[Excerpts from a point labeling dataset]
○ ○ ○ ○ ○ ○ ○

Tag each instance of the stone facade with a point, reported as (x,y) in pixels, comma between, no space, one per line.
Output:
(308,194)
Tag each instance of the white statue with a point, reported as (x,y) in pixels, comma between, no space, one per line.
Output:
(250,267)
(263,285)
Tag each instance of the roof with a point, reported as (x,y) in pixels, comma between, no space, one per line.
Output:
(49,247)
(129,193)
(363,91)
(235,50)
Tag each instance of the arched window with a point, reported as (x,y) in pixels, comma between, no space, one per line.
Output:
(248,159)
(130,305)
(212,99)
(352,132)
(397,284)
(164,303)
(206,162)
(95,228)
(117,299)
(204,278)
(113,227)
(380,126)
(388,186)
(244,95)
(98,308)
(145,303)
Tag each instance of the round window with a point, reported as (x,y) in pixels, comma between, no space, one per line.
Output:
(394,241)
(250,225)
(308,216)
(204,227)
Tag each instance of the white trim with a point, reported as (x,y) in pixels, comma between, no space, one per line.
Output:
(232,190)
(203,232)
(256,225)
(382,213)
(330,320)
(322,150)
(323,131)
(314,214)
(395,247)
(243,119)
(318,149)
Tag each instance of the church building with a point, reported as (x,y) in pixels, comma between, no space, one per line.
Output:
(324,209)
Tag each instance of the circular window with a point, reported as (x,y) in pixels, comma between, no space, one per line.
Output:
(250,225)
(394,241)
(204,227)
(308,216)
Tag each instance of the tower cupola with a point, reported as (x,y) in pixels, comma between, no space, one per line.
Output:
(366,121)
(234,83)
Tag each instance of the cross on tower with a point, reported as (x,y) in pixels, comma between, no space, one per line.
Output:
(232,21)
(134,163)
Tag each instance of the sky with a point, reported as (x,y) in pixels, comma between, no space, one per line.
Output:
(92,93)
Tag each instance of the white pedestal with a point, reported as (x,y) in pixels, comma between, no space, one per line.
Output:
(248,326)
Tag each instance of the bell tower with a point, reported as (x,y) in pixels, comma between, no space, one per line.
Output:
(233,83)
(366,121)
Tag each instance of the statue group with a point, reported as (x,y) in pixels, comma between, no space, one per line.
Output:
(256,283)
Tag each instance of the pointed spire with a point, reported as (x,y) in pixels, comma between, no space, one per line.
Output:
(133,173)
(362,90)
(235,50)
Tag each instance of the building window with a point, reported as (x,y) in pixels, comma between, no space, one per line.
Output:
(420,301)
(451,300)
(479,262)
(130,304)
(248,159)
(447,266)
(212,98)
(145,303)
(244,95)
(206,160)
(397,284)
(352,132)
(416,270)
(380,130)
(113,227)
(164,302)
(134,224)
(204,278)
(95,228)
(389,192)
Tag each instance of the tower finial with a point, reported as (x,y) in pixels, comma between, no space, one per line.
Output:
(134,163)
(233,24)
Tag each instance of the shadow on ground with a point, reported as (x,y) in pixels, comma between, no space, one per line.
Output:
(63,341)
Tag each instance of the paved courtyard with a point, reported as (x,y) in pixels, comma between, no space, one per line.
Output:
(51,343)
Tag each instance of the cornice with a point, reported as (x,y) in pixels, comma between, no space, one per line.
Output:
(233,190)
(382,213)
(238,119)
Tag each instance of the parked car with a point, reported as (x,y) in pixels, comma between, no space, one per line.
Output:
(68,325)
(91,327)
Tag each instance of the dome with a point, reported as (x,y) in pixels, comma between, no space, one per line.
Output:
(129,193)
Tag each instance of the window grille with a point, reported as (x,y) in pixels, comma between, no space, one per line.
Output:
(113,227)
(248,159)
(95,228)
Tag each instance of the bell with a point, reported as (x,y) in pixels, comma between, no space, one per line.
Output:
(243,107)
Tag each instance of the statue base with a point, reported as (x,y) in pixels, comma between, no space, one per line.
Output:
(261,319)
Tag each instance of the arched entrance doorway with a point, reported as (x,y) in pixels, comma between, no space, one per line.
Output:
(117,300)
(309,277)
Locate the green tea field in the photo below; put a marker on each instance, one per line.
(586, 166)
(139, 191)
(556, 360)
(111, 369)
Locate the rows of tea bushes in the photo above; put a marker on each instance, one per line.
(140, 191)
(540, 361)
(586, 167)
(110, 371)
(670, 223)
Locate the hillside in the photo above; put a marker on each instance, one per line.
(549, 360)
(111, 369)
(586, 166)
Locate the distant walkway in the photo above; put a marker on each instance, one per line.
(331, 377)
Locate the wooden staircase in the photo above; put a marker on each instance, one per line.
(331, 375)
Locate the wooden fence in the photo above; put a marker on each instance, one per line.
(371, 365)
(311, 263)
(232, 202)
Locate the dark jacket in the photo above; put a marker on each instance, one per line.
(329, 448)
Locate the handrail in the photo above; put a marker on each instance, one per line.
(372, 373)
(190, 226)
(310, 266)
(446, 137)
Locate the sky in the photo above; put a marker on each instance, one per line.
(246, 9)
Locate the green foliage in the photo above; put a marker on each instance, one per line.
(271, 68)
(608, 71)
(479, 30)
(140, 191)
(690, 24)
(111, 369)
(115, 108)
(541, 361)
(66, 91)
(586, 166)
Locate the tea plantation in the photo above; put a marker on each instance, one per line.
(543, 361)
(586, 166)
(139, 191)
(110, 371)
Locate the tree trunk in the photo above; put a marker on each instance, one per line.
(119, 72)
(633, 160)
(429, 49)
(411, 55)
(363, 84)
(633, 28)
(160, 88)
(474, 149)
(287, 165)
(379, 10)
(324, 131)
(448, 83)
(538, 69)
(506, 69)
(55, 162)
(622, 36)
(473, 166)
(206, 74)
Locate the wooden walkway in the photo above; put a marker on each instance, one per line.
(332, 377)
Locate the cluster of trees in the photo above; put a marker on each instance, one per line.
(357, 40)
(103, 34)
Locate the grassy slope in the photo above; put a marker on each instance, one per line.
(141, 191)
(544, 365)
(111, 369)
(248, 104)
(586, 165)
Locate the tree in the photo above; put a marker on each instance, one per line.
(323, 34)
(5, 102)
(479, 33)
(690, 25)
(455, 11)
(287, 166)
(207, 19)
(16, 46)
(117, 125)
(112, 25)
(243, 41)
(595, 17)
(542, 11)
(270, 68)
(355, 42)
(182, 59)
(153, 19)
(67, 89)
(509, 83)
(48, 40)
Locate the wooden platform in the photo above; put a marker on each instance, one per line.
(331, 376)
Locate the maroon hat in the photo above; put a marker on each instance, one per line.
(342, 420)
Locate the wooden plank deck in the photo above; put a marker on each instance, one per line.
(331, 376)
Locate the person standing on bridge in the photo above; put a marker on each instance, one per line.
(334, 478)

○ ○ ○ ○ ○ ○ ○

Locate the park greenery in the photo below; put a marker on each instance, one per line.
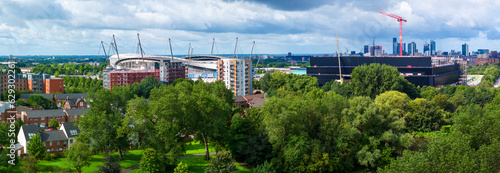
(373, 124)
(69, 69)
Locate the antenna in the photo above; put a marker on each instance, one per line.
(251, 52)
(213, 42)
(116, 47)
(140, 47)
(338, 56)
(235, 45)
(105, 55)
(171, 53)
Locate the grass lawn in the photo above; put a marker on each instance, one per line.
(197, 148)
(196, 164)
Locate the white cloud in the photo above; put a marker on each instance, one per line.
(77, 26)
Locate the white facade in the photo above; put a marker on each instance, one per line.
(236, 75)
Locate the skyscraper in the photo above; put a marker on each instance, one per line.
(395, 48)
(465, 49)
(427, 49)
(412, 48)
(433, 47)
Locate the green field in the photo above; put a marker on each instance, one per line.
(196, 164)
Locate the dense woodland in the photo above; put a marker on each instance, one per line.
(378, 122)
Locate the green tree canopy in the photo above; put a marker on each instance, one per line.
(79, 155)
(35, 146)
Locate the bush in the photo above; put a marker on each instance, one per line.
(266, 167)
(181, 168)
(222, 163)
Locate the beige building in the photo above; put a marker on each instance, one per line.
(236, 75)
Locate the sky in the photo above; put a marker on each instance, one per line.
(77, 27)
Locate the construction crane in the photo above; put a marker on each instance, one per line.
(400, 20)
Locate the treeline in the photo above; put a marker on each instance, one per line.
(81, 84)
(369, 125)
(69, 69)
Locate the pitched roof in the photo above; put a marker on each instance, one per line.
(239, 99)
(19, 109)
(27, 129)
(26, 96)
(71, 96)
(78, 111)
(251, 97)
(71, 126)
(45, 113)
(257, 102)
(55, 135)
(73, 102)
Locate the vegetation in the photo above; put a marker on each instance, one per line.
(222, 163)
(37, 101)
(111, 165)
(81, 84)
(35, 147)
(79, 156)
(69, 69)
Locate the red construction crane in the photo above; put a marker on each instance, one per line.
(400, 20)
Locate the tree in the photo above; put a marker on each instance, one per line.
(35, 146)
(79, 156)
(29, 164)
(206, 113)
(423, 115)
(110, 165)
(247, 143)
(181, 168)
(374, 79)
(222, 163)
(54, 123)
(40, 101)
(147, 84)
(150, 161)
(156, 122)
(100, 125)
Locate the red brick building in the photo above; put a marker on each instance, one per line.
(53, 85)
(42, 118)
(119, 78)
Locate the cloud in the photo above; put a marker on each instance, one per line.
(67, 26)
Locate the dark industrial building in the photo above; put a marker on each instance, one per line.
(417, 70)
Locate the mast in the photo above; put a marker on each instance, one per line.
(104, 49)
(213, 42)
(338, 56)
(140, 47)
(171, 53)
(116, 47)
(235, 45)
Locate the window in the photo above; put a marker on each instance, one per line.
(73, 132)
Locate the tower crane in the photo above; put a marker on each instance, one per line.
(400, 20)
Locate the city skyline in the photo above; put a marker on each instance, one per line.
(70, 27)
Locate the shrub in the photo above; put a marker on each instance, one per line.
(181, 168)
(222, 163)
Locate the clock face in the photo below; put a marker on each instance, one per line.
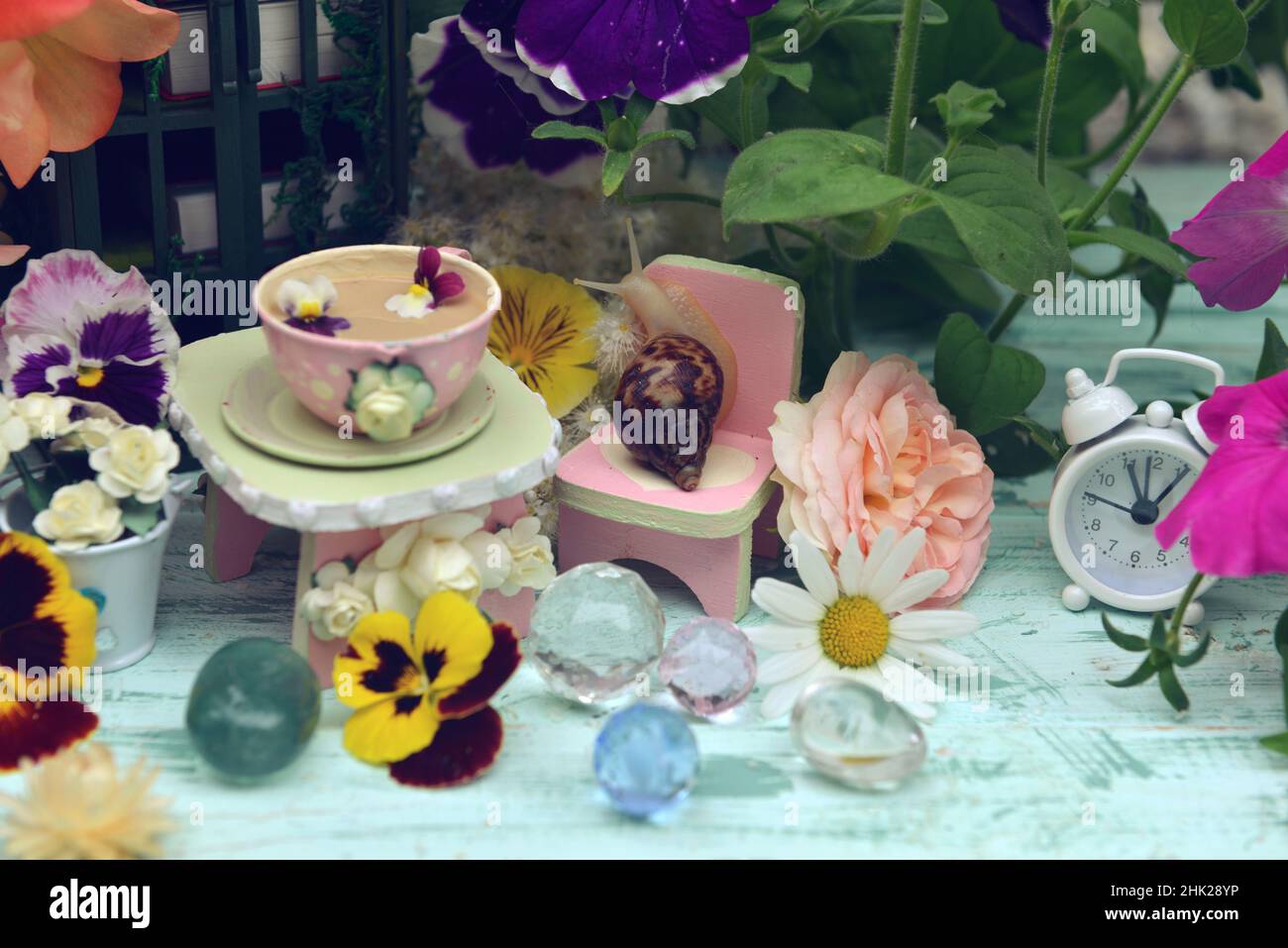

○ ○ ○ ○ ○ ○ ○

Description of the task:
Pick out every line of the lines above that contains the string "field", and copy each one. Case counts.

Complete answer:
Locate the green tea field in the photo below; put a marker on each instance, one per line.
Locate the green field in the photo above; put a marker on each instance, one per line.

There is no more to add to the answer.